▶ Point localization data

________

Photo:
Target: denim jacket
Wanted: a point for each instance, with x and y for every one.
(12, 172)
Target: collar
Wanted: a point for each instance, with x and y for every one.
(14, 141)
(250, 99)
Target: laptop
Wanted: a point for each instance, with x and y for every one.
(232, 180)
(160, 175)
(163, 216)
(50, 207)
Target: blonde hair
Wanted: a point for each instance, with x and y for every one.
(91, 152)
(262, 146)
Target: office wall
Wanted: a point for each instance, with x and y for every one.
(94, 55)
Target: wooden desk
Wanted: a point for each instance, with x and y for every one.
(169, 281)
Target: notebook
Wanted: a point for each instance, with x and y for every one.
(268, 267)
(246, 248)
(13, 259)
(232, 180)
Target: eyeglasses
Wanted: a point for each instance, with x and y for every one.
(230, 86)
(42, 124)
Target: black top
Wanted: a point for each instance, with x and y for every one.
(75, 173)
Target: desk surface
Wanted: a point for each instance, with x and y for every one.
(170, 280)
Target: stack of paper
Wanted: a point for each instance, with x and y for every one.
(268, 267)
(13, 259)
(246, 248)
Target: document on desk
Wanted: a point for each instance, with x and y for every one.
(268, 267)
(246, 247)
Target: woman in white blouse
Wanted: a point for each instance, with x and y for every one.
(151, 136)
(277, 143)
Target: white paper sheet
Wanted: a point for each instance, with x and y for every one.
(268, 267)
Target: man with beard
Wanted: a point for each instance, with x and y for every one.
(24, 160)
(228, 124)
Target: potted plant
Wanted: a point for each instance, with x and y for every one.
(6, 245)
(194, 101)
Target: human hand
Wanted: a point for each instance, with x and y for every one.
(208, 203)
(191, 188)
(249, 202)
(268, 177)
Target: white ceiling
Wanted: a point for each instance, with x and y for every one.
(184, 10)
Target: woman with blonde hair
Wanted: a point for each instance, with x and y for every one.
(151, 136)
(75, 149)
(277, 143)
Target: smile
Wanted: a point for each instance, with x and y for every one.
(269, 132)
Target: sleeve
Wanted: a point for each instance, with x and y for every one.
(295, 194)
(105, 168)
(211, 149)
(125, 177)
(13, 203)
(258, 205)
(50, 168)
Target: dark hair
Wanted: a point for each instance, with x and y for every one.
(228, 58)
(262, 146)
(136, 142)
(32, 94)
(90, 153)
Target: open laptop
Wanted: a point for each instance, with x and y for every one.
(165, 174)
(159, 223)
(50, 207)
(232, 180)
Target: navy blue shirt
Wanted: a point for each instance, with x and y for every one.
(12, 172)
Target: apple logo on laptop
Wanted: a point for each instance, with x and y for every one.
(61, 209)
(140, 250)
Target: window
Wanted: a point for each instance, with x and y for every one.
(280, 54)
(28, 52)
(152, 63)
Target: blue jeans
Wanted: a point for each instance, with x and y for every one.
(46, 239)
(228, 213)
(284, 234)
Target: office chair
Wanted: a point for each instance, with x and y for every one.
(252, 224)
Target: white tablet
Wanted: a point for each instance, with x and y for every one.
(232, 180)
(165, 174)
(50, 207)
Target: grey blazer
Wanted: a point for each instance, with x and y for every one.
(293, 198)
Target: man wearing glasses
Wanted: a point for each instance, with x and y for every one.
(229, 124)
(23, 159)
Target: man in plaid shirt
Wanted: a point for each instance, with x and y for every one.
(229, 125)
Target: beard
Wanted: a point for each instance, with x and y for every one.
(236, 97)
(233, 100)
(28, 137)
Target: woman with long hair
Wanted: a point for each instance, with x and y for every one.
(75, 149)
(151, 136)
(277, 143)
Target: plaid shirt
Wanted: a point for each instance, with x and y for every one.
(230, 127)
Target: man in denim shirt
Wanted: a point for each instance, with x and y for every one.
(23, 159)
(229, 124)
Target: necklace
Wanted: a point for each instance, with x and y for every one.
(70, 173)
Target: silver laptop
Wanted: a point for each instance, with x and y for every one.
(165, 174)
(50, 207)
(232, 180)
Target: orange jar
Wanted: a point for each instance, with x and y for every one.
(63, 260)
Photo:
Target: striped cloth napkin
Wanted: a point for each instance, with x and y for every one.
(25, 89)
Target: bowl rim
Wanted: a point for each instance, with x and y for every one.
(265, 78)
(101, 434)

________

▶ Work to be completed
All of the entries should be transcribed exactly as they appear.

▶ Solution to this task
Photo:
Target: denim jacket
Wanted: a point for each instance, with x and y for every one.
(12, 172)
Target: collar
Wanted: a point for each instance, with x and y for every one.
(14, 141)
(250, 99)
Target: laptop
Wanted: a point for each instance, with x and y for every one.
(232, 180)
(160, 175)
(163, 216)
(50, 207)
Target: blonde hair
Wanted: a point for each instance, with x and y for every one.
(91, 152)
(262, 146)
Target: office wall
Wanted: a point for each instance, with x and y for every one.
(94, 55)
Target: wooden desk
Wanted: a point for each instance, with x and y for every one.
(169, 281)
Target: notebook
Wanted: a point for each instance, with x and y for every one.
(268, 267)
(246, 248)
(13, 259)
(232, 180)
Target: eyeglasses
Wanted: a point for each instance, with x and y for every one.
(230, 86)
(42, 124)
Target: black top
Wanted: a point for each instance, with x and y for every one.
(75, 173)
Target: desk surface
Wanted: a point for each instance, with x and y for every one.
(170, 280)
Target: stack of paper
Wanted: a point for each instance, with x and y for every one.
(268, 267)
(13, 259)
(246, 248)
Target: document on desk
Wanted: a point for each instance, with x and y for every one.
(268, 267)
(246, 247)
Target: woman in white blouse
Wanted: a point for each instance, with x and y for every one.
(151, 136)
(277, 143)
Target: white paper sheet
Wanted: a point for each instance, with x and y for every one.
(268, 267)
Target: man with beard
Wanted: a point for each instance, with x and y for every one.
(24, 160)
(228, 124)
Target: potted plant
Wanted: a point for each instance, with x and y for every one.
(6, 245)
(194, 101)
Target: human hand
Wanted: a point for each instance, with x and y for every one.
(208, 203)
(191, 188)
(249, 202)
(268, 177)
Target: white ceiling
Wanted: a point for each instance, with x and y for every one.
(184, 10)
Target: woman with blonde hair
Wanted: a point for each instance, with x and y for every one.
(151, 136)
(75, 149)
(277, 143)
Target: smile
Wanted: a point for each instance, with x and y for every one.
(269, 132)
Target: sleeve
Wanted: a point for each instance, with x and y for every one.
(295, 194)
(105, 168)
(211, 149)
(125, 177)
(13, 203)
(258, 205)
(50, 168)
Target: dark hair
Wanted: a point for each instance, with x and y for every one.
(228, 58)
(262, 146)
(136, 142)
(32, 94)
(90, 153)
Target: open laptop
Wanted: a point for each instance, with x and y for every one.
(165, 174)
(159, 223)
(50, 207)
(232, 180)
Target: navy blue shirt
Wanted: a point for each instance, with x and y for every one.
(12, 172)
Target: apple logo on laptop
Wanted: a point for each instance, with x and y for every one.
(61, 209)
(140, 250)
Target: window
Wanted: a point for each instance, with x and y for every one.
(280, 54)
(28, 52)
(152, 63)
Target: blue jeans
Wanted: a point for each instance, with x and y for every one.
(46, 239)
(228, 213)
(284, 234)
Target: office chair
Wanted: a point for each instance, with x and y for every one.
(252, 224)
Target: white tablet
Wanted: a point for each instance, with x and y for every one.
(232, 180)
(165, 174)
(50, 207)
Target: grey blazer
Wanted: a point for each instance, with x and y for every one.
(293, 198)
Target: man wearing glasses
Wanted: a point for each instance, with x and y for every one.
(229, 124)
(23, 159)
Target: man in plaid shirt
Wanted: a point for each instance, with x and y for every one.
(229, 125)
Target: beard
Wanted: a point for each instance, with x and y for every one.
(236, 97)
(233, 100)
(28, 137)
Target: woman with long hair
Wanted: a point for each instance, with x and y for every one.
(75, 149)
(151, 136)
(277, 143)
Target: plaid shirt
Wanted: a point for each instance, with x and y for every one.
(230, 127)
Target: man in denim shirt
Wanted: a point for each instance, with x and y for every one.
(23, 159)
(229, 124)
Target: necklace
Wanted: a point for each instance, with x and y for every one.
(70, 173)
Target: silver laptop
Wanted: a point for each instance, with x and y for every one.
(165, 174)
(50, 207)
(232, 180)
Target: orange jar
Wanted: a point for each instance, with x and y for every one.
(63, 260)
Photo:
Target: striped cloth napkin
Wanted: a point for each instance, with x and y for every one.
(25, 89)
Target: bowl rim
Wanted: a point for each instance, with x and y for every one.
(265, 78)
(101, 434)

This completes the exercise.